→ **Exercise details**
Repeat the entries that follow from start to finish, keeping every character.
[Opening Source material section]
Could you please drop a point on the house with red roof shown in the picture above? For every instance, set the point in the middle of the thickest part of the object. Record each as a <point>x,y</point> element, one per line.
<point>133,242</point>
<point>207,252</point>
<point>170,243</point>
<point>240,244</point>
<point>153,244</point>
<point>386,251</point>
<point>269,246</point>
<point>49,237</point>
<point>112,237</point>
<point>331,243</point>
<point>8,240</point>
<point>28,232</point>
[Closing Source material section]
→ **Task output**
Could you please drop a point on the house with red roof shown in the picture above? For every instance, set the point in the middle of the thickest part of the object. Record each as a <point>x,y</point> element, one per line.
<point>133,242</point>
<point>207,252</point>
<point>170,243</point>
<point>240,244</point>
<point>153,244</point>
<point>386,251</point>
<point>269,246</point>
<point>49,237</point>
<point>112,237</point>
<point>331,243</point>
<point>8,240</point>
<point>28,232</point>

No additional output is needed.